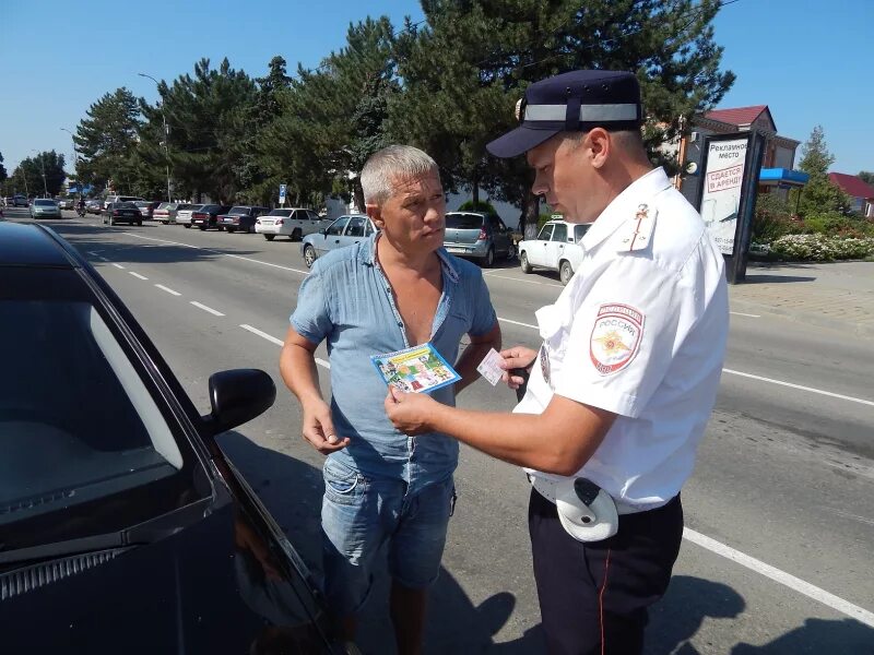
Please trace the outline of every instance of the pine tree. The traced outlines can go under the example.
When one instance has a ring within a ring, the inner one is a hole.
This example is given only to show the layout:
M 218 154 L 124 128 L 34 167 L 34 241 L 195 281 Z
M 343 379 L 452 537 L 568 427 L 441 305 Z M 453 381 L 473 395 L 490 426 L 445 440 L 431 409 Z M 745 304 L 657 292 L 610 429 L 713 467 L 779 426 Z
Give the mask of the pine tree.
M 131 154 L 141 123 L 140 103 L 125 87 L 105 94 L 86 111 L 73 136 L 81 155 L 76 171 L 82 181 L 131 192 L 135 181 Z
M 713 40 L 719 0 L 425 0 L 427 25 L 399 38 L 405 93 L 393 132 L 437 158 L 444 177 L 482 184 L 536 219 L 531 174 L 496 162 L 485 144 L 516 124 L 532 82 L 586 68 L 634 71 L 648 117 L 646 140 L 676 134 L 680 117 L 716 105 L 734 81 Z M 670 162 L 669 162 L 670 164 Z

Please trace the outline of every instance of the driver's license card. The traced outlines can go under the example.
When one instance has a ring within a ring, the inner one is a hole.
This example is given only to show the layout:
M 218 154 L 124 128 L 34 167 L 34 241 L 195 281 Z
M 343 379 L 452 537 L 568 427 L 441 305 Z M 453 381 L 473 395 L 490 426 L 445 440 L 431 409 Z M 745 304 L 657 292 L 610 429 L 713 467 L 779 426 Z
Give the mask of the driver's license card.
M 480 362 L 480 366 L 476 367 L 476 370 L 480 371 L 480 374 L 488 380 L 488 383 L 494 386 L 498 382 L 500 382 L 500 377 L 504 374 L 504 369 L 500 368 L 500 361 L 504 358 L 498 354 L 495 348 L 488 350 L 488 354 L 483 357 L 483 360 Z

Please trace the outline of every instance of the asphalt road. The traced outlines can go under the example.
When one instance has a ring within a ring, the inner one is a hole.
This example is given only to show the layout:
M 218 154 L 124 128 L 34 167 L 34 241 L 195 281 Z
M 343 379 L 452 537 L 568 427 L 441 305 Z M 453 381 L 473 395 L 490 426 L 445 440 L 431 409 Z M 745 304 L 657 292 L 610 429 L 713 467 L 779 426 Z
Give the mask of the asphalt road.
M 96 217 L 50 224 L 128 303 L 204 414 L 210 373 L 273 374 L 275 406 L 222 445 L 318 570 L 321 455 L 302 441 L 297 404 L 276 371 L 307 273 L 299 245 L 151 223 L 109 228 Z M 485 274 L 505 344 L 536 345 L 533 311 L 558 296 L 557 278 L 523 275 L 515 262 Z M 731 317 L 717 407 L 683 491 L 686 539 L 652 611 L 648 653 L 874 653 L 871 371 L 874 341 L 846 338 L 840 325 Z M 459 404 L 509 410 L 513 400 L 481 380 Z M 426 652 L 542 653 L 528 484 L 463 448 L 457 486 Z M 365 652 L 393 652 L 387 616 L 377 586 Z

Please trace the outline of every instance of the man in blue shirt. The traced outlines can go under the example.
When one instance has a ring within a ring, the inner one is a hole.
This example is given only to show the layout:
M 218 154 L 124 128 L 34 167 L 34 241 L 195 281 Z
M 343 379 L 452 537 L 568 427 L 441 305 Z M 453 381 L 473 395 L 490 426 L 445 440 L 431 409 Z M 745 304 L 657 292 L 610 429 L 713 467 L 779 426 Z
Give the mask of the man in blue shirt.
M 479 267 L 442 248 L 446 200 L 435 162 L 390 146 L 362 171 L 367 214 L 378 228 L 318 259 L 297 299 L 280 358 L 300 401 L 303 436 L 324 463 L 322 536 L 326 595 L 345 639 L 388 543 L 391 618 L 398 651 L 422 646 L 426 588 L 440 568 L 454 502 L 458 443 L 433 432 L 415 440 L 386 417 L 386 385 L 371 355 L 430 343 L 461 380 L 432 392 L 454 406 L 500 327 Z M 470 345 L 458 358 L 461 338 Z M 327 341 L 331 402 L 322 400 L 315 350 Z

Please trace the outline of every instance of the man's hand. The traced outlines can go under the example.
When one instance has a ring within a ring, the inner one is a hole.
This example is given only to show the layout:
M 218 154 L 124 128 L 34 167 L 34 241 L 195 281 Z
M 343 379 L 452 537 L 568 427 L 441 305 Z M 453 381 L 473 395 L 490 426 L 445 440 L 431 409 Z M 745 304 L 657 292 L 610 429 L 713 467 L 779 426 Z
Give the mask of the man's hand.
M 437 401 L 424 393 L 404 393 L 389 385 L 386 396 L 386 415 L 394 427 L 411 437 L 432 431 L 428 417 Z
M 330 455 L 349 445 L 349 437 L 340 439 L 334 432 L 331 408 L 324 402 L 304 406 L 303 432 L 304 439 L 322 455 Z
M 538 358 L 538 352 L 527 348 L 525 346 L 513 346 L 500 352 L 504 360 L 500 362 L 500 368 L 504 369 L 501 380 L 507 383 L 510 389 L 519 389 L 524 383 L 524 378 L 519 376 L 511 376 L 511 369 L 520 368 L 525 369 L 527 372 L 531 371 L 531 366 Z

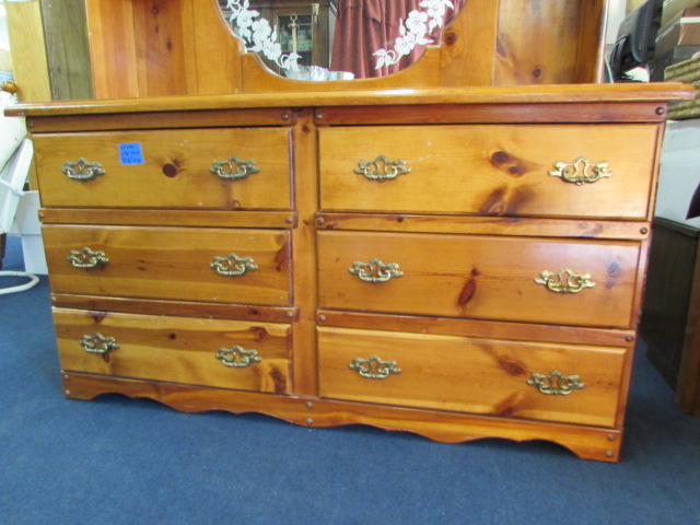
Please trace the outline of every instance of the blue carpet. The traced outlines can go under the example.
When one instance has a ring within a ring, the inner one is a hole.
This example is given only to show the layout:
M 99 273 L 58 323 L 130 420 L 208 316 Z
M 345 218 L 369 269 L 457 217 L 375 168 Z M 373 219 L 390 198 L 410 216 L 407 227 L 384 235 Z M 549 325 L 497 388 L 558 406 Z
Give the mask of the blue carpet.
M 22 269 L 8 240 L 5 269 Z M 2 283 L 7 285 L 5 282 Z M 700 421 L 638 351 L 622 463 L 66 400 L 48 282 L 0 295 L 0 524 L 700 524 Z

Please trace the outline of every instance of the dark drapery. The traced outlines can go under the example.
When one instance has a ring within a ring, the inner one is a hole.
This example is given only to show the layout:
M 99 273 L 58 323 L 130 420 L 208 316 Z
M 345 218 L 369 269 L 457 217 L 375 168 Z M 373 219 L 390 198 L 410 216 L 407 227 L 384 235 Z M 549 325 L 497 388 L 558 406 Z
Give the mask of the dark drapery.
M 400 36 L 401 21 L 408 13 L 421 9 L 421 0 L 339 0 L 336 34 L 334 36 L 330 69 L 350 71 L 358 79 L 385 77 L 413 63 L 425 50 L 425 46 L 416 46 L 413 50 L 392 66 L 376 69 L 377 49 L 394 47 L 394 40 Z M 467 0 L 452 0 L 455 10 L 447 10 L 442 27 L 435 27 L 430 34 L 434 44 L 440 43 L 442 30 L 452 22 Z

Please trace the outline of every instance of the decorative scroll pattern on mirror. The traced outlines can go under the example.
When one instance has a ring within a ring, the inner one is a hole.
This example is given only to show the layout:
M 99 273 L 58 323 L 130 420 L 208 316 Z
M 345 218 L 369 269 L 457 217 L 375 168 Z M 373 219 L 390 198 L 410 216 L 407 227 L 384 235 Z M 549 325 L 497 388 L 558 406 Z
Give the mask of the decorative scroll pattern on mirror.
M 454 19 L 465 0 L 412 0 L 410 2 L 387 0 L 381 8 L 364 5 L 363 1 L 331 1 L 332 11 L 337 14 L 331 22 L 335 25 L 332 33 L 352 35 L 352 43 L 357 44 L 348 46 L 346 37 L 342 44 L 330 46 L 334 52 L 346 55 L 349 50 L 350 54 L 369 55 L 372 57 L 371 67 L 374 69 L 374 71 L 368 71 L 366 68 L 345 67 L 343 71 L 336 74 L 320 68 L 318 63 L 306 67 L 300 65 L 301 55 L 298 52 L 296 44 L 300 32 L 304 31 L 301 26 L 316 24 L 318 3 L 311 4 L 310 24 L 296 23 L 298 16 L 292 14 L 289 28 L 278 27 L 275 21 L 262 15 L 260 8 L 269 3 L 264 0 L 220 0 L 222 14 L 235 34 L 243 39 L 246 51 L 259 54 L 276 69 L 293 79 L 348 80 L 349 78 L 382 77 L 411 63 L 425 46 L 439 43 L 442 28 Z M 410 7 L 406 9 L 407 5 L 416 9 Z M 352 14 L 353 10 L 362 10 L 362 15 Z M 362 24 L 369 25 L 358 27 L 359 19 L 362 19 Z M 377 38 L 377 35 L 382 36 Z M 292 43 L 291 50 L 288 52 L 283 45 L 285 37 L 289 37 Z M 335 65 L 347 66 L 357 62 L 354 58 L 334 59 Z

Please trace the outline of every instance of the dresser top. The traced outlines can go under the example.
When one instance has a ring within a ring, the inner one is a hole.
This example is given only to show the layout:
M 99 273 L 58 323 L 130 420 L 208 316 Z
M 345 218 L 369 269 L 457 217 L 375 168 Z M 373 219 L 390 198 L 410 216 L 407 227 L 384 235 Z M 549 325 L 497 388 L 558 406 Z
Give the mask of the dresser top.
M 300 93 L 62 101 L 18 104 L 8 108 L 5 113 L 10 116 L 60 116 L 310 106 L 564 104 L 608 102 L 654 103 L 692 100 L 693 97 L 695 89 L 691 85 L 672 82 L 642 84 L 551 84 L 498 88 L 435 88 L 336 92 L 307 91 Z

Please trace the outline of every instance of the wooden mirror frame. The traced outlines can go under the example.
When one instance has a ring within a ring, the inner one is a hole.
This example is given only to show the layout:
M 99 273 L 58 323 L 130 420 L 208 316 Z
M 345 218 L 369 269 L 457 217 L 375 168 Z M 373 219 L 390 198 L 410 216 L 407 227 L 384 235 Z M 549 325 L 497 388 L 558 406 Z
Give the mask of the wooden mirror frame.
M 302 82 L 245 52 L 217 0 L 86 0 L 95 98 L 600 82 L 607 0 L 468 0 L 409 68 Z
□ □ □
◆ **STATED GOAL**: Rewrite the items from the line containing "Please trace the outline of every instance of the dark" down to the line containing "M 400 36 L 401", changing "drapery" to "curtain" and leaving everything else as it is.

◆ **EXERCISE OUTPUT**:
Please trace the outline of every instance of the dark curtain. The traced outlines can go under the example.
When one instance has a ring within a ring, the inner one is a hole.
This example is given only to show the layout:
M 99 273 L 58 323 L 130 420 L 208 316 Z
M 345 218 L 369 269 L 457 217 L 375 168 Z M 373 219 L 390 198 L 410 216 L 407 227 L 384 235 Z M 549 325 L 497 388 L 558 406 Z
Give the mask of the dark curtain.
M 400 36 L 401 21 L 408 13 L 421 9 L 421 0 L 339 0 L 336 34 L 334 36 L 330 69 L 350 71 L 358 79 L 385 77 L 413 63 L 425 50 L 425 46 L 416 46 L 413 50 L 392 66 L 376 69 L 377 49 L 394 47 L 394 40 Z M 467 0 L 452 0 L 455 10 L 447 10 L 442 27 L 435 27 L 430 34 L 434 44 L 440 43 L 442 30 L 452 22 Z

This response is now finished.